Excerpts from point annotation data
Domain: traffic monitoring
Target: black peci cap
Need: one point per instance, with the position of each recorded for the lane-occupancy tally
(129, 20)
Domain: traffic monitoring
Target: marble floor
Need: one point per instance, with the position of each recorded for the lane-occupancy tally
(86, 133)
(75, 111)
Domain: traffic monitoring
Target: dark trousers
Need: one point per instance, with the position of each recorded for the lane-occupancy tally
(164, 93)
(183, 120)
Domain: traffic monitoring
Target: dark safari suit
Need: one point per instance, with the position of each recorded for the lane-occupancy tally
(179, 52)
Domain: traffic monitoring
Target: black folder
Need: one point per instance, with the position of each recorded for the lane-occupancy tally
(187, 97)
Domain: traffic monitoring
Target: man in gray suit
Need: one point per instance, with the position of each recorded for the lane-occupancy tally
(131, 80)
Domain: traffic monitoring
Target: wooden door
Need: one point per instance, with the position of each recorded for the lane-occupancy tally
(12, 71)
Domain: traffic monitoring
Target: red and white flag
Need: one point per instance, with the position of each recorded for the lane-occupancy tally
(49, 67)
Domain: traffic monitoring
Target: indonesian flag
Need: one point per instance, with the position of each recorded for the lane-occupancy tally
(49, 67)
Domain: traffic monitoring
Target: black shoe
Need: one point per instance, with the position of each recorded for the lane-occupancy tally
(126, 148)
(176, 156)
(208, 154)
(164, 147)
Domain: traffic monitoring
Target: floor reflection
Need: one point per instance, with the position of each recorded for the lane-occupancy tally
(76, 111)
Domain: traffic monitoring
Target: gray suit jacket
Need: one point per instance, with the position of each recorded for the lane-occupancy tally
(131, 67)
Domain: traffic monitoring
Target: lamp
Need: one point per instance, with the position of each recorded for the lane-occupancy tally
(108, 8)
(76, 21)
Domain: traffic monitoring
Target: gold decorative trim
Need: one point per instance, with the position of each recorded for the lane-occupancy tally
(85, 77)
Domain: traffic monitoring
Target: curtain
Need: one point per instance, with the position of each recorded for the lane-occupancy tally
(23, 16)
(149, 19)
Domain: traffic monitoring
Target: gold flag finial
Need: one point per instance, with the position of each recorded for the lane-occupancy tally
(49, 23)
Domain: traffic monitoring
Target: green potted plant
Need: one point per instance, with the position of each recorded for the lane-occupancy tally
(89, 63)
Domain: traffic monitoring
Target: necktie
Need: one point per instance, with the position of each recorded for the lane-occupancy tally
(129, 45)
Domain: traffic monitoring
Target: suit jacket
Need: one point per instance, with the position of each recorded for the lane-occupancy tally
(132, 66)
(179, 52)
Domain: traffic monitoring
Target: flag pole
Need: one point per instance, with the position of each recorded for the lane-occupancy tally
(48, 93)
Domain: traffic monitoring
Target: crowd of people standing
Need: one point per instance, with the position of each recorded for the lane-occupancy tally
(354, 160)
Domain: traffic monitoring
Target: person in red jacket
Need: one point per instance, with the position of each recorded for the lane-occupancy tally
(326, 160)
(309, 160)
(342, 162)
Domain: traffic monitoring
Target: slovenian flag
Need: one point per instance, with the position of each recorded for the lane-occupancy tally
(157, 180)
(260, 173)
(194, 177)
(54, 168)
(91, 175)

...

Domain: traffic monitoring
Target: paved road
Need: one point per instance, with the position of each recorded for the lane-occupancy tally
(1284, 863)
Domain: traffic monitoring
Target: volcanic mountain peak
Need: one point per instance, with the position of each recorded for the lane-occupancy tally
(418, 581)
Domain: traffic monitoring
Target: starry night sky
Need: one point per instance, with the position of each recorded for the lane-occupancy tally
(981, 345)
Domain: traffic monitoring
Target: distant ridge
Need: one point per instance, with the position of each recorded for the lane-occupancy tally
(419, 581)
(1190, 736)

* * *

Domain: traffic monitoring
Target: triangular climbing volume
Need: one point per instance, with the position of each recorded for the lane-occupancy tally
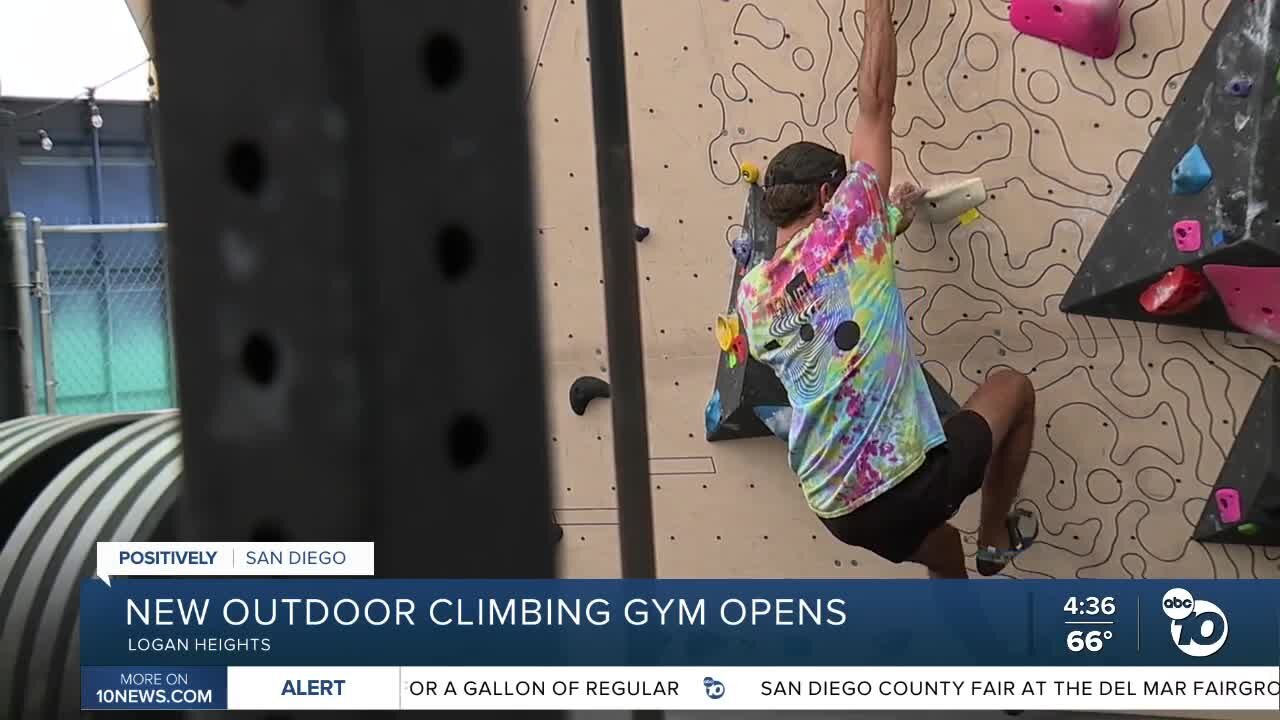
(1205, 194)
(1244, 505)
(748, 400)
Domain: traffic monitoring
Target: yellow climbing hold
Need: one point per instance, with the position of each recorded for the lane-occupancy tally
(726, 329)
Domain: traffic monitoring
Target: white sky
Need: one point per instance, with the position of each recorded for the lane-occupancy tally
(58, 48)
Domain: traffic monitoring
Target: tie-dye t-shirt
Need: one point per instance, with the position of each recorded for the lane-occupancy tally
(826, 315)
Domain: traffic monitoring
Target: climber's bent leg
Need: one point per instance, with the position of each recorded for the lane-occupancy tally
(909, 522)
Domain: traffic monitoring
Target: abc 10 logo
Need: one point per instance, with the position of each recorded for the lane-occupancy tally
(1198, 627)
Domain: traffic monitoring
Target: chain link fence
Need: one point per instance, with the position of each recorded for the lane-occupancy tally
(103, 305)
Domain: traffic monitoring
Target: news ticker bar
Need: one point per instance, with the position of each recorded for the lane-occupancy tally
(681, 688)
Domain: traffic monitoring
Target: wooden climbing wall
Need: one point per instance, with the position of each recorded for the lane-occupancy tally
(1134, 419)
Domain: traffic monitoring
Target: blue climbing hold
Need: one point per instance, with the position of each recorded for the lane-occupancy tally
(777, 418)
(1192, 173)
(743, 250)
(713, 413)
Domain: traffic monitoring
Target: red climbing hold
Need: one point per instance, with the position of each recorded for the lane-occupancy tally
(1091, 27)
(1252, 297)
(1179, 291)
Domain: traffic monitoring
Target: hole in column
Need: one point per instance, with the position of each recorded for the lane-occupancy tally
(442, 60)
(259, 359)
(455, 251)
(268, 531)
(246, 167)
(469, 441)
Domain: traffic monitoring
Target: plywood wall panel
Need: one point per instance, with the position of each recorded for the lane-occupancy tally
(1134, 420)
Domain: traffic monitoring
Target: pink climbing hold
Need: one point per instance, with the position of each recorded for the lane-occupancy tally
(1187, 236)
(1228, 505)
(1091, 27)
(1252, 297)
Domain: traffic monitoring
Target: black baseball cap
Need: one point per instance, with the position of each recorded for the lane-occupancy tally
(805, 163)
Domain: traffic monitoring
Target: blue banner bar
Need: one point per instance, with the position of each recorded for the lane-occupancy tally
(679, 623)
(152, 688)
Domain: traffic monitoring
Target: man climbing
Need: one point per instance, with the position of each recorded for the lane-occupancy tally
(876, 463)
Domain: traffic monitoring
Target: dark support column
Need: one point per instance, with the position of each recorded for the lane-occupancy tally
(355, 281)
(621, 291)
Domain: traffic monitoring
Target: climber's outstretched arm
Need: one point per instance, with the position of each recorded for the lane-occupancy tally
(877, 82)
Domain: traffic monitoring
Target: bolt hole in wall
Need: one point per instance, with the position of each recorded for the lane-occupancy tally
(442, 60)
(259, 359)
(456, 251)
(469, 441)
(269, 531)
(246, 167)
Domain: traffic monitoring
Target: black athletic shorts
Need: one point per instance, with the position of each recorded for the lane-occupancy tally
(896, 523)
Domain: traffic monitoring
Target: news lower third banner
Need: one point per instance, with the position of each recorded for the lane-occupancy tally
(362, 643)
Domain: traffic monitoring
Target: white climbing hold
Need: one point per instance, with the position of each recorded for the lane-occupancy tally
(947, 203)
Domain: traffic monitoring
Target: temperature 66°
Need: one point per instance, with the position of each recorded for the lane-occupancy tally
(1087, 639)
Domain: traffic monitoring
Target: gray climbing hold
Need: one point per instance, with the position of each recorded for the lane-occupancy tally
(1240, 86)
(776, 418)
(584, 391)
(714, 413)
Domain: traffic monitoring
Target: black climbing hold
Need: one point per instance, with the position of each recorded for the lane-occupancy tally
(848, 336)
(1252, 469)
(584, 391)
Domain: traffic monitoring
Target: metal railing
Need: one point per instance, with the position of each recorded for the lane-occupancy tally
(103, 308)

**PROMPT:** Please pull out every line of the listing that contains the word "dark".

**EXERCISE RESULT:**
Target: dark trousers
Target: dark safari suit
Target: dark support column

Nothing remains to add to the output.